▸ Goal of the exercise: Every entry that follows is to be set down exactly, with its pictures omitted.
>>>>
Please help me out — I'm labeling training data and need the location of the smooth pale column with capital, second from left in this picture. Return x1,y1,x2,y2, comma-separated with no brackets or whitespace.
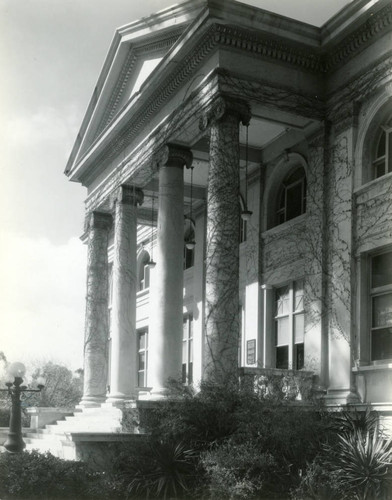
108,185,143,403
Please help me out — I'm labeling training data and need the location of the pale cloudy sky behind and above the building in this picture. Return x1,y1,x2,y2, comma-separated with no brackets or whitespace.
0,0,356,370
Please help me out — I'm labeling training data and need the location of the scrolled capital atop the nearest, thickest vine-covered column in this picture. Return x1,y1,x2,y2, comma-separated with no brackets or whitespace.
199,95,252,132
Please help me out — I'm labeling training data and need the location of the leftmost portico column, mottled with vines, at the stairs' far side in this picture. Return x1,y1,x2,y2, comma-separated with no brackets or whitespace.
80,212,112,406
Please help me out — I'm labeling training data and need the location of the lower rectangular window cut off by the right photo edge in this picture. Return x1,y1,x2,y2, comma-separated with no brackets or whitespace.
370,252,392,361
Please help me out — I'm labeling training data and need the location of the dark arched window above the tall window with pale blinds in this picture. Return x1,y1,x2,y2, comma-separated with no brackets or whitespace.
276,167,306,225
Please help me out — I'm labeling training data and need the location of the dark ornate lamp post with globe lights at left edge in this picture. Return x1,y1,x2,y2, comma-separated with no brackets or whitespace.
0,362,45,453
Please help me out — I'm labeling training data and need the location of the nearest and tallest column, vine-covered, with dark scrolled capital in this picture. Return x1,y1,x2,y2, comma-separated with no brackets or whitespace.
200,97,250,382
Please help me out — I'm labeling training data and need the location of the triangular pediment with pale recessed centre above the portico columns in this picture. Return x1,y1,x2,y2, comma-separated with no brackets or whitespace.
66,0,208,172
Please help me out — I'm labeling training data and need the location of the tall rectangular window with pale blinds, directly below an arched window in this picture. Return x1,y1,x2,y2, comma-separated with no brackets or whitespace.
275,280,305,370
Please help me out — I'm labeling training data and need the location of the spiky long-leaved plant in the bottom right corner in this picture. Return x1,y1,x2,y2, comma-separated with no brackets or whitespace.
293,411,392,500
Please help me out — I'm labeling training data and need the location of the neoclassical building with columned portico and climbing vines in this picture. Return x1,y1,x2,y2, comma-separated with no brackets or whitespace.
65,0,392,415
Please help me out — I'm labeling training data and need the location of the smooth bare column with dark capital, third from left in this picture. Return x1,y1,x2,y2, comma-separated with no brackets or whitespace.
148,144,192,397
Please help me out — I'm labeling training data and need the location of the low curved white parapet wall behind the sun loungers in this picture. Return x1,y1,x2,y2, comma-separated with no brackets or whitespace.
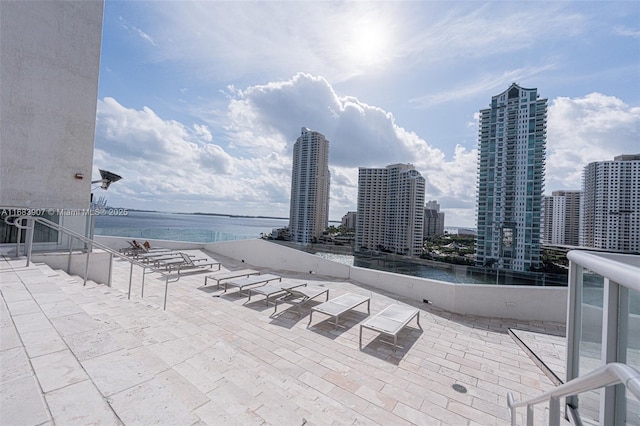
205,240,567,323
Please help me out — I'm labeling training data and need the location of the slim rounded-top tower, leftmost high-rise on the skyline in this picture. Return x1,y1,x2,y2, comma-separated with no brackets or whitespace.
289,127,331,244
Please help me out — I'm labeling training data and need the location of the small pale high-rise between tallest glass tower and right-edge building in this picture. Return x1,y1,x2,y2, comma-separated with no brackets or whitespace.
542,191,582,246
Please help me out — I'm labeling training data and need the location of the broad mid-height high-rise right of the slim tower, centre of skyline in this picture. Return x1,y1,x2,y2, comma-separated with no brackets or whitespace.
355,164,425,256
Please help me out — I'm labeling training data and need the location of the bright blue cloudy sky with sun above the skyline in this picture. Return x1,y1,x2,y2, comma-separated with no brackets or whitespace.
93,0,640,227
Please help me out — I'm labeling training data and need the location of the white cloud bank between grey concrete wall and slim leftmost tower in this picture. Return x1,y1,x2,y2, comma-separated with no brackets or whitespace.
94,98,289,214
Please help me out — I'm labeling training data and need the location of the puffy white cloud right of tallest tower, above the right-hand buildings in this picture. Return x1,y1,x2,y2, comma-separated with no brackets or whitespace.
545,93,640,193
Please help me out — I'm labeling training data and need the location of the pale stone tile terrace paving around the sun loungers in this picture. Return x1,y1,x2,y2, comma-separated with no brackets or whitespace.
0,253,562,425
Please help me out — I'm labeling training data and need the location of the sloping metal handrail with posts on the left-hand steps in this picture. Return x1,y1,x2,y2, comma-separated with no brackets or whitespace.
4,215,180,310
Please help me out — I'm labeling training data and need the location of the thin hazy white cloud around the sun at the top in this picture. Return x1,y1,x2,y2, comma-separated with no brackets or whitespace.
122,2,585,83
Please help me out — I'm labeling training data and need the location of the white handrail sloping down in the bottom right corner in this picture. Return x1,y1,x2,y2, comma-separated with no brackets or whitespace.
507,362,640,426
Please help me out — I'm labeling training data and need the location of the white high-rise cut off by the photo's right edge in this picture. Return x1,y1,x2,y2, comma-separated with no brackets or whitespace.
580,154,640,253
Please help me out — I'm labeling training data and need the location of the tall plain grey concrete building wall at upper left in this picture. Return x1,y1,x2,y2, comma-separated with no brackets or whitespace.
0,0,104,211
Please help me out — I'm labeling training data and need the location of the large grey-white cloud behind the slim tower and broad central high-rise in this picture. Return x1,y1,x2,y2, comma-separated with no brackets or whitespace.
<<<<
▸ Result:
Please help me out — I'm labeling training data and need the location of the smooth pale column with capital, second from left in this picture. Return x1,y1,x2,y2, comma-separated with no brackets or whitespace.
108,185,143,403
Please help me out — I'm labeling training data and need the location of the pale cloudy sky behind and above the building in this picture. Return x1,y1,x2,y2, comma-separated with no brackets or whitespace.
0,0,356,370
Please help me out — I'm labeling training data and need the location of the scrolled capital atop the nearest, thickest vine-covered column in this picture. Return x1,y1,x2,y2, comma-separated with no brackets or whitespace.
199,95,252,132
Please help me out — I'm labeling training data and need the location of the leftmost portico column, mottled with vines, at the stairs' far side in this picture. Return x1,y1,x2,y2, comma-separated with no brackets or whitespace.
80,212,112,406
Please help me out — I'm labeling training data and need the location of the lower rectangular window cut off by the right photo edge in this picture. Return x1,y1,x2,y2, comma-separated with no brackets or whitespace.
370,252,392,361
Please help me out — I'm labeling training data and need the location of the dark arched window above the tall window with pale blinds in this picture. Return x1,y1,x2,y2, comma-separated with no brackets or whitespace.
276,167,306,225
Please help me out — I'm labeling training data and need the location of the dark ornate lamp post with globe lights at left edge in this picture. Return x1,y1,x2,y2, comma-separated with no brackets or whitespace.
0,362,45,453
Please help me out — I'm labeling training data and need the location of the nearest and tallest column, vine-covered, with dark scrolled capital in this picture. Return x1,y1,x2,y2, comma-separated with no brackets or whitespace.
200,97,250,382
Please help me out — I'm labeling training data and need the location of the triangular pediment with pale recessed centre above the portico columns in this picture. Return x1,y1,x2,y2, comma-separated with no brackets or whitespace.
66,0,208,172
Please help me out — I'm labeling training data and need the location of the tall rectangular window with pale blinds, directly below an arched window in this picture. Return x1,y1,x2,y2, comma-separated with no brackets or whitespace.
275,280,305,370
Please help me out — I'm labeling training data and need the location of the spiky long-leaved plant in the bottom right corner in this picture. Return x1,y1,x2,y2, comma-separated with no brackets or whitespace.
293,411,392,500
Please help me out — I'm labeling training data and need the location of the neoclassical building with columned portico and climbing vines in this picture. Return x1,y1,x2,y2, comma-separated with no brackets or whitespace.
65,0,392,415
Please help me out — I'm labeling training data and need the location of the smooth bare column with dark capital, third from left in this picture. Return x1,y1,x2,y2, comma-separated with no brackets or whitespace.
148,144,192,397
Please help me out — I'm labeling training data and need the location of the low curved white parapet wall behind the sun loungers in this picture. Return x1,y1,x2,y2, comma-separated with no brackets or whitespace.
205,240,567,323
Please help me out — I'm labeling training data and need the location of the slim rounded-top tower, leftmost high-rise on the skyline in this picture. Return x1,y1,x2,y2, comma-separated with no brackets or whitespace.
289,127,331,244
Please help me out — I'm labeling training data and need the location of the small pale high-rise between tallest glass tower and right-edge building in this picture. Return x1,y1,x2,y2, comma-separated with no brackets or whitespace.
542,191,582,246
Please help me out — I'm labeling training data and need the location of the broad mid-height high-rise right of the slim tower, centre of skyline in this picture. Return x1,y1,x2,y2, comma-separated with no brackets or whitespace.
355,164,425,256
Please help me out — I'm labeling training data and need the location of the bright blue cloudy sky with sun above the skyline in this picture. Return x1,y1,x2,y2, comma-separated with no brackets or whitespace.
93,0,640,227
Please help me out — I'm labeling training data and need the location of the white cloud bank between grey concrete wall and slim leftmost tower in this picture. Return x1,y1,x2,y2, comma-separated with no brackets or whitespace.
94,98,289,214
Please help me out — I'm labeling training data and need the location of the puffy white cloud right of tallest tower, above the right-hand buildings in this picture. Return x1,y1,x2,y2, comma-separated with no brackets or whitespace.
545,93,640,193
Please help me out — I'm labeling training data and need the location of the pale stone tile terrace paving around the sun loungers in this picture. Return x1,y1,x2,y2, comma-separated with no brackets or whitespace.
0,253,562,425
Please help me out — I'm labeling training data and need the location of the sloping metal handrail with posts on the left-hand steps in this picture. Return x1,y1,x2,y2, comma-separated with no brackets or whitespace.
4,215,180,310
Please help me out — I'm labeling training data and need the location of the thin hazy white cloud around the sun at the top in this picture. Return x1,y1,x2,y2, comma-separated with no brackets or whitespace.
122,2,585,83
Please help me out — I'm labeling training data and need the location of the white handrail sloping down in the bottom right corner in this picture. Return x1,y1,x2,y2, comma-separated with no brackets or whitespace.
507,362,640,426
Please help me out — I'm labeling training data and need the location of the white high-rise cut off by the photo's right edge in this picture. Return x1,y1,x2,y2, comma-separated with no brackets or whitespace.
580,154,640,253
Please help me out — I'm labeling training data and need the location of the tall plain grey concrete building wall at upper left in this picture. Return x1,y1,x2,y2, comma-separated with no brackets or whitespace.
0,0,104,211
Please help me out — I'm labeling training data and need the location of the large grey-white cloud behind the slim tower and broad central high-rise in this picture. Return x1,y1,x2,y2, comma-separated with no brackets or whitespace.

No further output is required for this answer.